Task requirements:
a. In the forum thread, what did biancaelyse receive on Friday?
b. Rewrite the records below with every "truck" changed to "lorry", leaving everything else as it is.

Selected text:
______
I've only used distilled water in mine as well. Hopefully this new one will hold up longer.


----------



## UGQueen (May 3, 2010)

i ordered mine todayy!!! im sooo excitedd!!!!!
and the discount still works


----------



## apinkdiva (May 4, 2010)

UGQueen said:


> i ordered mine todayy!!! im sooo excitedd!!!!!
> and the discount still works


 
Which model did you order?


----------



## SexySin985 (May 4, 2010)

I ordered mine on the 29th and I'm still waiting


----------



## topnotch1010 (May 4, 2010)

biancaelyse said:


> I just wanted to let everyone know that I received my replacement head on Friday and it works perfectly!!
> 
> 
> I appreciate their customer service!!


 

Thanks for the update. It's good to know that they have great customer service.


----------



## SexySin985 (May 7, 2010)

I got my steamer this morning


----------



## Sade' (Jun 2, 2010)

SexySin985 said:


> I got my steamer this morning


How do they ship it? Does that thing fold down or something? I have NO room in my place for something that big!


----------



## SexySin985 (Jun 3, 2010)

Sade' said:


> How do they ship it? Does that thing fold down or something? I have NO room in my place for something that big!
______
Exercise materials:
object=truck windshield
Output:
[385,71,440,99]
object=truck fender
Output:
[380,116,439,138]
______
Responses by task:
a. A replacement head.

b.
object=lorry windshield
Output:
[385,71,440,99]
object=lorry fender
Output:
[380,116,439,138]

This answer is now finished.